» **Given request**: Carry on the case summary about hearsay at preliminary hearings from its last line.

233 A.3d 717
Pa.2020Background:
- Donald J. McClelland was charged with indecent assault/exposure and corruption of a minor based on an 8‑year‑old’s statements; at the preliminary hearing the Commonwealth’s sole witness was a trooper who recounted the child’s interview viewed by video link.
- McClelland’s habeas petition claiming denial of confrontation and due process was denied by the trial court; the Superior Court affirmed, relying on Commonwealth v. Ricker and Rule 542(E) to permit hearsay to establish a prima facie case.
- The Superior Court read Pa.R.Crim.P. 542(E) (amended 2013) to allow hearsay to prove “any element” at preliminary hearings and treated Verbonitz as non‑binding.
- This Court granted review to decide whether the Superior Court failed to follow Commonwealth ex rel. Buchanan v. Verbonitz, which held hearsay alone cannot establish a prima facie case.
- The Supreme Court held Verbonitz remains binding: hearsay alone is insufficient to establish a prima facie case at a preliminary hearing, reversed the Superior Court, and expressly disapproved Ricker I; McClelland was discharged without prejudice.

» **Dataset rows on where objects are located**:

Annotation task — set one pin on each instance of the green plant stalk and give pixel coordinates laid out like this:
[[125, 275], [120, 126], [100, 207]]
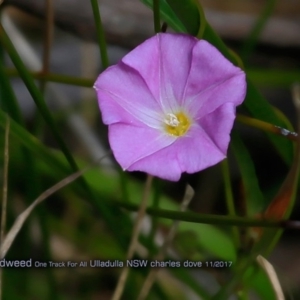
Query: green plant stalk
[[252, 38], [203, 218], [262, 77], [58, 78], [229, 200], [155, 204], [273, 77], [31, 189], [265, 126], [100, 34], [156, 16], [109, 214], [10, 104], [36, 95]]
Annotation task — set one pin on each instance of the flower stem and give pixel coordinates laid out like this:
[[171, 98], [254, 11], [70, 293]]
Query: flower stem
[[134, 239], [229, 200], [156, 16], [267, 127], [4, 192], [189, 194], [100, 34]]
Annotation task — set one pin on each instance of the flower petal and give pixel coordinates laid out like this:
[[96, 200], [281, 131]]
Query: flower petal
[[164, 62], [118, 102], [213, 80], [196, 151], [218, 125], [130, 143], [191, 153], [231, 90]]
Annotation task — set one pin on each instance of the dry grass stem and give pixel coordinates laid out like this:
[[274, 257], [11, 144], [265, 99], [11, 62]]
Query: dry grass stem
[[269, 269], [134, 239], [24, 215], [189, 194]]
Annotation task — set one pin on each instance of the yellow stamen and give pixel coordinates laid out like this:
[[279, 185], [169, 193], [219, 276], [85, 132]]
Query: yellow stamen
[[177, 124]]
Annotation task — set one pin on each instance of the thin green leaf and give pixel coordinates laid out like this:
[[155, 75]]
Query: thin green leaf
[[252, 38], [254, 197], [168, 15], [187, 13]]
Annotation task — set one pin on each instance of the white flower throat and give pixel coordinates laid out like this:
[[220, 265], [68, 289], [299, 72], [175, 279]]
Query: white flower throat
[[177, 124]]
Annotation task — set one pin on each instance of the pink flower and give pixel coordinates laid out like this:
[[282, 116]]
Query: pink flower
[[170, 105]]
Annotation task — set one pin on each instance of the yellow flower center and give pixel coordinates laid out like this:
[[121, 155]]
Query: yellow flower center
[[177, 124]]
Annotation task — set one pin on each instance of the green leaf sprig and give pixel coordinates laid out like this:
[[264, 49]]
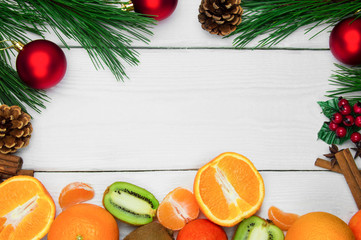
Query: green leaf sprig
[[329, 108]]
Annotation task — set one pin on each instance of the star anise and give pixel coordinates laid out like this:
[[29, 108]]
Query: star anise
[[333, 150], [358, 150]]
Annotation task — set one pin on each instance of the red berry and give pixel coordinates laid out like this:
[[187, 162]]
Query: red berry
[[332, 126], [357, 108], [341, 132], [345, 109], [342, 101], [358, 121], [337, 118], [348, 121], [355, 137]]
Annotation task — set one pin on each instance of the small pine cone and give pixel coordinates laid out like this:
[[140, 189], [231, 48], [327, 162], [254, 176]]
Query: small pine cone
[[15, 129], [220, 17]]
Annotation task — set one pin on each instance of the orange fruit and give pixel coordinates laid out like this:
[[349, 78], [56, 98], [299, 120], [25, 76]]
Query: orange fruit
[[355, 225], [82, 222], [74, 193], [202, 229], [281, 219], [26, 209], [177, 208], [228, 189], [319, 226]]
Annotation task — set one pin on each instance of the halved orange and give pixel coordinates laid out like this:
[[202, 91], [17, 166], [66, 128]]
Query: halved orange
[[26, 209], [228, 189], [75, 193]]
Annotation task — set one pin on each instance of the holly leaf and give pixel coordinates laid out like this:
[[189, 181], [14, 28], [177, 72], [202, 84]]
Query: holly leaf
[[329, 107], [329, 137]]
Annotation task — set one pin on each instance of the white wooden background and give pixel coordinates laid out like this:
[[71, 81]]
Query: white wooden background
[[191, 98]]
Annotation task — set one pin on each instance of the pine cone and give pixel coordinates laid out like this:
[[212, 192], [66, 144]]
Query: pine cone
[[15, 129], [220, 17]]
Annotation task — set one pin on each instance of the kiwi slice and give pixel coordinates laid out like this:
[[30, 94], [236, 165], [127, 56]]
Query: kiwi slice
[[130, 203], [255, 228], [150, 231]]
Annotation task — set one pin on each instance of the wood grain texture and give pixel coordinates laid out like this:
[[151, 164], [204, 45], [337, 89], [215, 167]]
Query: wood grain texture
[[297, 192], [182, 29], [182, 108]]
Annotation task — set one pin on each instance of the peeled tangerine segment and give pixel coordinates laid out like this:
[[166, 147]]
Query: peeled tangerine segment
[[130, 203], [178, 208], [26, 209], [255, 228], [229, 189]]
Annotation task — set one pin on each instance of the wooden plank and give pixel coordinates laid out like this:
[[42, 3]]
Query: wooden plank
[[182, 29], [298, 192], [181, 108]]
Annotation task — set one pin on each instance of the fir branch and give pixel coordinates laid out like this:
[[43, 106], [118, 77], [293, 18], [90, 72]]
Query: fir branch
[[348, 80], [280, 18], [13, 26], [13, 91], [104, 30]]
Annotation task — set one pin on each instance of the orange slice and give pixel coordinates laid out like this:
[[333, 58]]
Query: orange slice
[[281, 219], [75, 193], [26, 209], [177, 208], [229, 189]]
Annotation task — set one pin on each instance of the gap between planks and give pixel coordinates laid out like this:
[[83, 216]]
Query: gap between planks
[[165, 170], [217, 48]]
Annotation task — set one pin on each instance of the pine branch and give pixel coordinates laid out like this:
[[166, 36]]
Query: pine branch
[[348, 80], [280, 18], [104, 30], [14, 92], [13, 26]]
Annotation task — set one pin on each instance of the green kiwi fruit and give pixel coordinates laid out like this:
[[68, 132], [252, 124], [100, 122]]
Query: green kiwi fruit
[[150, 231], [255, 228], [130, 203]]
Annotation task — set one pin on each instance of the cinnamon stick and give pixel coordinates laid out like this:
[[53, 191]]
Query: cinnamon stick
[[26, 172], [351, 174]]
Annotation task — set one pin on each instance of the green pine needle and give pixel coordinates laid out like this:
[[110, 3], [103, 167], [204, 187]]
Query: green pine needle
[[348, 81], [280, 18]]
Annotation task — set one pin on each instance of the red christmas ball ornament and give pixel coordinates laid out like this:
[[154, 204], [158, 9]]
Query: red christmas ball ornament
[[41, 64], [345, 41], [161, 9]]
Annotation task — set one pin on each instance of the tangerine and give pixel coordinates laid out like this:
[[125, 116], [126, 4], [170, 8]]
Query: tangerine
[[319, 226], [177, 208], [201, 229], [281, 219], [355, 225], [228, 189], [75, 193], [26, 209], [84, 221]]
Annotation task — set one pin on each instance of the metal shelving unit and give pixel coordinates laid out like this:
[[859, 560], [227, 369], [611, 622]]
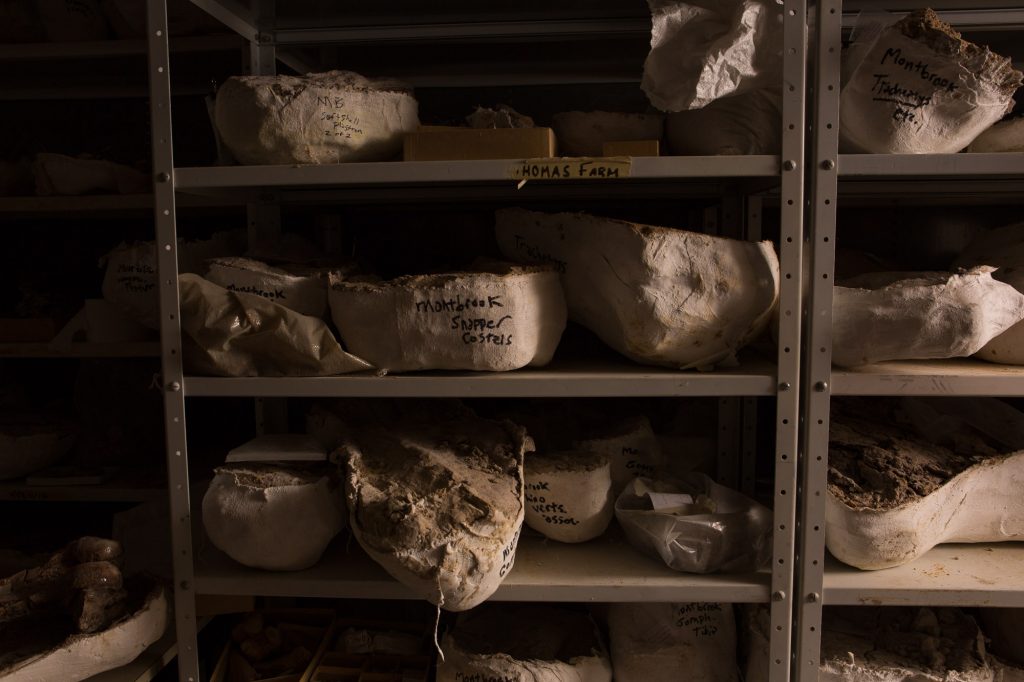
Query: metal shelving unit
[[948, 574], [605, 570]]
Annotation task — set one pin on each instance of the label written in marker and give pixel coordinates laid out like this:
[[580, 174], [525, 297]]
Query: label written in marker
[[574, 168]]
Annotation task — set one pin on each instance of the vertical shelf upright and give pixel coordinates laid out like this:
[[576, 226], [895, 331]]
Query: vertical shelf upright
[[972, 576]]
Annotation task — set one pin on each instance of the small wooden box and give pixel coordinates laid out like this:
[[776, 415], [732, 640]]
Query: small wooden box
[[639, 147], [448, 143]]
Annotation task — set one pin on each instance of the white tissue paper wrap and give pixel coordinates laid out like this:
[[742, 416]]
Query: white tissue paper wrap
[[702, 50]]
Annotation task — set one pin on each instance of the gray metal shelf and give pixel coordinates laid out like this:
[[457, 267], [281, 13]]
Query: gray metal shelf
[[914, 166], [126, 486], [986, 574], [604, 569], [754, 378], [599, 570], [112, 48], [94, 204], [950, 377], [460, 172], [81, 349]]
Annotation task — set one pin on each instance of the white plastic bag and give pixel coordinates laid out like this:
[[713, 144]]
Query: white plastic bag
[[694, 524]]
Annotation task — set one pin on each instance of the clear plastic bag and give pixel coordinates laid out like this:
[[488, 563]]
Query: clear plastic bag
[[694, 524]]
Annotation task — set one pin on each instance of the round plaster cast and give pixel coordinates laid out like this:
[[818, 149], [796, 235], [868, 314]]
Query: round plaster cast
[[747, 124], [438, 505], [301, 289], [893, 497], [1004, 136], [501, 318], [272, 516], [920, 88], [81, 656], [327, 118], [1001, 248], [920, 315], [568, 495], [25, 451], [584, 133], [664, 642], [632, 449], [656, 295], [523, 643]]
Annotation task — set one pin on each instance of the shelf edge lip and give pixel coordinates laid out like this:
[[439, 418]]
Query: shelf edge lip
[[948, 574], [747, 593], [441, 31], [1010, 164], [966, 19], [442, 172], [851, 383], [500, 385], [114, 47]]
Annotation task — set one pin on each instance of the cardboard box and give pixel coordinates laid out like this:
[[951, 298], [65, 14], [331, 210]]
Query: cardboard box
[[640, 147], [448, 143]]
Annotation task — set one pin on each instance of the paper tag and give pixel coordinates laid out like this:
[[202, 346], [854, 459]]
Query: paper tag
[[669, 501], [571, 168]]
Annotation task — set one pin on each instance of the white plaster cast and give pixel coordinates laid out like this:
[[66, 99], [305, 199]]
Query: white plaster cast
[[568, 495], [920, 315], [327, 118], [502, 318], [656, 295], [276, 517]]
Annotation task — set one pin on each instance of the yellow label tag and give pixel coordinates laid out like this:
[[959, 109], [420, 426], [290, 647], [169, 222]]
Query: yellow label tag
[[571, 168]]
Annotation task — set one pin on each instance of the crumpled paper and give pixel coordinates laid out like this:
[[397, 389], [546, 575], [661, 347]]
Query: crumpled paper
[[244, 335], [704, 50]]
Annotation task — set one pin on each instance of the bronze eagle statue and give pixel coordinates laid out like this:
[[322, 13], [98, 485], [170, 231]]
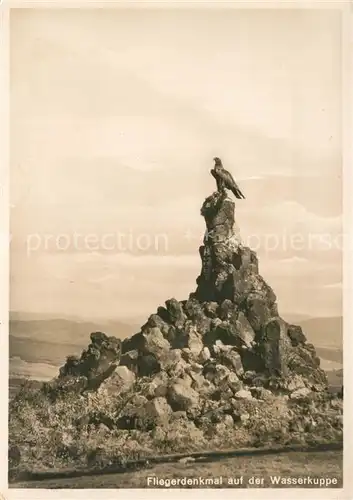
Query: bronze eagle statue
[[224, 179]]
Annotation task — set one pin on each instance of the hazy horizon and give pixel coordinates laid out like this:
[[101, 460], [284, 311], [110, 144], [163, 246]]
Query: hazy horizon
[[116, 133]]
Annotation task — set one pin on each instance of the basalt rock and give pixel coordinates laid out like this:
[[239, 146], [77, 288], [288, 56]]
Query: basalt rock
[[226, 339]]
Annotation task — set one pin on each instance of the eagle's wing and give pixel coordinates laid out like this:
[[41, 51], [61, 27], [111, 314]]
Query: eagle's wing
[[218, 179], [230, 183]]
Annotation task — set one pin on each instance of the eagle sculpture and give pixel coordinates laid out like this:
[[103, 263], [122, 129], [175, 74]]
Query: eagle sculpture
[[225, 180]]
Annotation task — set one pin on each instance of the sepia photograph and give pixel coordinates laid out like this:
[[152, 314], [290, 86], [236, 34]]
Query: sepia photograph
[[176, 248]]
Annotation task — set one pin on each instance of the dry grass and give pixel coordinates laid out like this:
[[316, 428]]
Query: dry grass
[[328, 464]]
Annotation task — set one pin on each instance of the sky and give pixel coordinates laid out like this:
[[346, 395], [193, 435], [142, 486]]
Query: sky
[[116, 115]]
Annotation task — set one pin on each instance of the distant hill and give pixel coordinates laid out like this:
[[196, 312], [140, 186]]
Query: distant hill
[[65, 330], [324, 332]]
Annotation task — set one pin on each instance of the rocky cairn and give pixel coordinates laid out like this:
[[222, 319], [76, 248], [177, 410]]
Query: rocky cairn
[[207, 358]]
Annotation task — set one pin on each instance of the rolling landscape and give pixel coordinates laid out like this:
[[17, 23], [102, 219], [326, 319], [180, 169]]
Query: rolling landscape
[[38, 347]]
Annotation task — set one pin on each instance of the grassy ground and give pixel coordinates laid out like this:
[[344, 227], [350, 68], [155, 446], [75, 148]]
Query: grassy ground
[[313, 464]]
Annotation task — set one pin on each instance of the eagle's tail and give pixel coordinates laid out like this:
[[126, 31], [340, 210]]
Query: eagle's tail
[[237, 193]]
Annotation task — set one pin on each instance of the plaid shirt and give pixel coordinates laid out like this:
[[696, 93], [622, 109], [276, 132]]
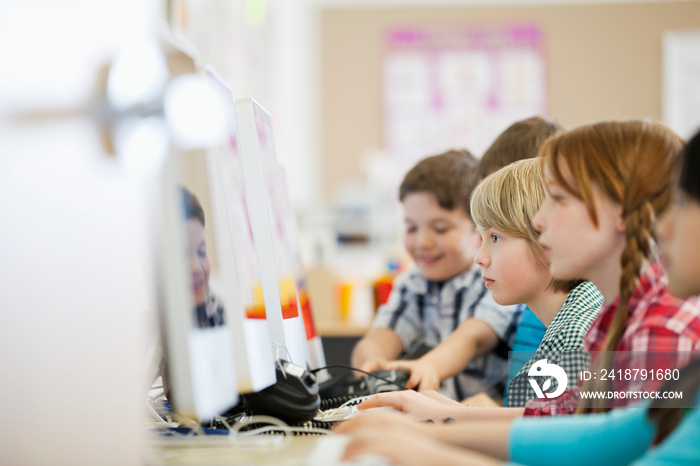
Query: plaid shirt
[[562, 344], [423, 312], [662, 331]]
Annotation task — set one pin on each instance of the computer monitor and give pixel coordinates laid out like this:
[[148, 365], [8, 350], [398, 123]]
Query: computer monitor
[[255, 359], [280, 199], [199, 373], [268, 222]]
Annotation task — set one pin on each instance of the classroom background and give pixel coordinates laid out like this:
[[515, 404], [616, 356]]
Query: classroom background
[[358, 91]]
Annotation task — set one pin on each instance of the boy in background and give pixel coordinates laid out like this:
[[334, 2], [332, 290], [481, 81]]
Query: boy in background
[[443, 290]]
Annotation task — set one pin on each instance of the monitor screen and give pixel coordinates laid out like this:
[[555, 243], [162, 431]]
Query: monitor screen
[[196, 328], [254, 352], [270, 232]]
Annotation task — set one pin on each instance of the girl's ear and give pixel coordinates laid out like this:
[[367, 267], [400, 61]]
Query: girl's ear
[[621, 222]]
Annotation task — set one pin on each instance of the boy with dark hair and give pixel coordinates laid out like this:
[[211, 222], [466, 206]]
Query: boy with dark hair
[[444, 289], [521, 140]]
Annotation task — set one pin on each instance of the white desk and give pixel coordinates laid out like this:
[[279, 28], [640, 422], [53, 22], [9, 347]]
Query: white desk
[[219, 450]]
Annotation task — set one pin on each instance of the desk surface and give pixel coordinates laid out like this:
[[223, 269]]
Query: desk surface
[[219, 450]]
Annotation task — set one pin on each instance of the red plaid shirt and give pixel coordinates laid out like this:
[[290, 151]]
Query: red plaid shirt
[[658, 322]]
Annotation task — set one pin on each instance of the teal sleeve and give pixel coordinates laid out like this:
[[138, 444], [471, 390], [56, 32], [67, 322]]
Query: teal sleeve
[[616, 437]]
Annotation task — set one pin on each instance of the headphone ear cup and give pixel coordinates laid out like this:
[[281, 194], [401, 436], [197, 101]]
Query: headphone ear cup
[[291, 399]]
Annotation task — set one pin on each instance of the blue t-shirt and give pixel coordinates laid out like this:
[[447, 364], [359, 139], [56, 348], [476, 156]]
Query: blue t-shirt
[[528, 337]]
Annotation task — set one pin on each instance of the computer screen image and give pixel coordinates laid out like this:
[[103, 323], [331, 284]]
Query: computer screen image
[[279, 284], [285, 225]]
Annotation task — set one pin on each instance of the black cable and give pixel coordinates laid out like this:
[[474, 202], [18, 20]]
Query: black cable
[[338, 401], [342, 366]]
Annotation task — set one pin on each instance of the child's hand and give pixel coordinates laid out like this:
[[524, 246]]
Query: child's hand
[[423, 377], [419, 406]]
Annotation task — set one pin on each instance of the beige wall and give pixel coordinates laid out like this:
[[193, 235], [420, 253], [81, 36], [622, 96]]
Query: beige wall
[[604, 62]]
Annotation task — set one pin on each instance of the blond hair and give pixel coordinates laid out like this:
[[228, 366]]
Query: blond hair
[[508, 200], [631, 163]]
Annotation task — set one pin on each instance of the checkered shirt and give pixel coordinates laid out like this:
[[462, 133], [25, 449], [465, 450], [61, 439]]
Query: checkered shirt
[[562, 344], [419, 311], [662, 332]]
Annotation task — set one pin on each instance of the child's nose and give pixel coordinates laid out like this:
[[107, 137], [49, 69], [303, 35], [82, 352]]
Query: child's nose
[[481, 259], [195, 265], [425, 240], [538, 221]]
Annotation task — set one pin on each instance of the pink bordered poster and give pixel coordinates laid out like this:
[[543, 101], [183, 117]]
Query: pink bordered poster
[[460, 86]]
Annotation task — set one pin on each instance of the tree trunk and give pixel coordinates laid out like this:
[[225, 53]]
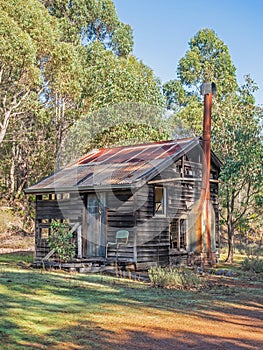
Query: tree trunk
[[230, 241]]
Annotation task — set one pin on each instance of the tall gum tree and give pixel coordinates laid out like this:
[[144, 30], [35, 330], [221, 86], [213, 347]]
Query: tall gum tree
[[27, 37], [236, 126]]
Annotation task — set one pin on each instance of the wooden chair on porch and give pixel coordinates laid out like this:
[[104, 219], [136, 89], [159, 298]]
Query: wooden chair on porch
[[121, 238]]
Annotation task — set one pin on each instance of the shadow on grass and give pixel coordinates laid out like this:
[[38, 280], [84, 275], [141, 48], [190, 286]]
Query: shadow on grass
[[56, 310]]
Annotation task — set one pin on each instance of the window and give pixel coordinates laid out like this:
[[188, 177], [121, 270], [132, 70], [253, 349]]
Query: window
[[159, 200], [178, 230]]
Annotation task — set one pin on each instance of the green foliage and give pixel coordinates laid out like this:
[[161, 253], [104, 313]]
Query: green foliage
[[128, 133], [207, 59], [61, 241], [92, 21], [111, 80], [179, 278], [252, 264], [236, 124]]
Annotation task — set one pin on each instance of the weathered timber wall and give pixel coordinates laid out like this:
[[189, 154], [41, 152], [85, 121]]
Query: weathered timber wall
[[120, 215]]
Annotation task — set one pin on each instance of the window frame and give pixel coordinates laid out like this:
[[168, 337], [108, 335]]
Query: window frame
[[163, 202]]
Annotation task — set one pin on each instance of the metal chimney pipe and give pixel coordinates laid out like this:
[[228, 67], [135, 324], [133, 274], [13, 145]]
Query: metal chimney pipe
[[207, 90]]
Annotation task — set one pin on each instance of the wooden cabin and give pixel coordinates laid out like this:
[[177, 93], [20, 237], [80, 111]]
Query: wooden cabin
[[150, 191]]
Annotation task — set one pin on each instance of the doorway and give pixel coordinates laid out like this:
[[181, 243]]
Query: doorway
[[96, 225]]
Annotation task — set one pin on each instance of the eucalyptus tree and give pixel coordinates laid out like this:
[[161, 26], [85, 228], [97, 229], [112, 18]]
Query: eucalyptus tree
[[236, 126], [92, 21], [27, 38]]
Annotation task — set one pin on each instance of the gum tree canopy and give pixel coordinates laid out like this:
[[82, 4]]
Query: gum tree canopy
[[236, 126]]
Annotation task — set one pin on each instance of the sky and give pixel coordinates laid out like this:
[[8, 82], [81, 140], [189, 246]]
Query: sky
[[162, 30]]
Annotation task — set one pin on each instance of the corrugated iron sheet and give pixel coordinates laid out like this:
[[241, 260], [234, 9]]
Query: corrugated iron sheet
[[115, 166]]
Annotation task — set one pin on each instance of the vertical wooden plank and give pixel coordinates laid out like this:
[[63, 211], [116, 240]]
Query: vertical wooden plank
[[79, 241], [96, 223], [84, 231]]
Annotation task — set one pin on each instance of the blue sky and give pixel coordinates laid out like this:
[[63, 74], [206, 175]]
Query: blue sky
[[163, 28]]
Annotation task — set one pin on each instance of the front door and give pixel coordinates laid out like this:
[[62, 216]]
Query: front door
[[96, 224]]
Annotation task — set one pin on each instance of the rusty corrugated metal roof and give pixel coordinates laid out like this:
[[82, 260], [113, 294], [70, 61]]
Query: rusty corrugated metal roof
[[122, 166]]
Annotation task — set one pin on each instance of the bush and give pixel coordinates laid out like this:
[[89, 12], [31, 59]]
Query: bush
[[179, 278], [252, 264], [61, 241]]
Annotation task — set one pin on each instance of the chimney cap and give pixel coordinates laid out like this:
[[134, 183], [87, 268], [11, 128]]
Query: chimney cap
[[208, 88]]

» **Result of this task**:
Issues:
| Issue | Plaintiff's Argument | Defendant's Argument | Held |
|---|---|---|---|
| Precedential effect of Verbonitz (581 A.2d 172) | Verbonitz is binding: five Justices agreed no adjudication may rest solely on hearsay; Superior Court must follow it | Superior Court/Commonwealth: Verbonitz is a plurality and not binding precedent | Court: Verbonitz is binding—five‑Justice majority held hearsay alone insufficient (due process rationale) |
| Scope of Pa.R.Crim.P. 542(E) (“hearsay as provided by law” / “any element”) | Rule doesn’t resolve whether hearsay alone may satisfy prima facie burden; phrase is ambiguous and must be read with Verbonitz and canons of construction | Commonwealth: plain meaning permits hearsay (as defined by evidence law) to prove any element at preliminary hearing | Court: 542(E) is ambiguous; read in context it does not authorize establishing all elements solely by hearsay; “as provided by law” is a limiting phrase |
| Due process / confrontation at preliminary hearings | McClelland: allowing charges to be bound over solely on hearsay violates procedural due process (and implicates confrontation concerns) | Commonwealth: preliminary hearings require only basic process; defendant received notice and opportunity to be heard; cross‑examination right applies only to witnesses presented | Court: due process attaches at preliminaries; Verbonitz’s due process reasoning controls that hearsay alone is insufficient (detailed confrontation analysis left for another day) |
| Remedy and prior precedent (Ricker I) | Appellant: Superior Court erred and cannot overrule this Court; Ricker I wrongly held hearsay alone sufficient | Commonwealth: Ricker I correctly interpreted Rule 542(E); appeal interlocutory so review improper | Court: Reverse Superior Court, expressly disapprove Ricker I; discharge McClelland without prejudice (Commonwealth may refile and hold a new preliminary hearing) |
Key Cases Cited
- Commonwealth ex rel. Buchanan v. Verbonitz, 581 A.2d 172 (Pa. 1990) (five‑Justice majority holding hearsay alone insufficient at preliminary hearing on due process grounds)
- Commonwealth v. Ricker, 120 A.3d 349 (Pa. Super. 2015) (Superior Court held Rule 542(E) permits hearsay alone to establish prima facie case)
- Commonwealth v. Ricker, 170 A.3d 494 (Pa. 2017) (appeal dismissed as improvidently granted)
- Unemployment Comp. Bd. of Review v. Ceja, 427 A.2d 631 (Pa. 1981) (articulated principle that no adjudication should rest solely on hearsay)
- Marks v. United States, 430 U.S. 188 (U.S. 1977) (narrowest‑grounds rule for fragmented decisions)
- Albright v. Oliver, 510 U.S. 266 (U.S. 1994) (limits on substantive due process protections in pretrial context)
- United States v. Delker, 757 F.2d 1390 (3d Cir. 1985) (hearsay admissible in certain pretrial detention contexts)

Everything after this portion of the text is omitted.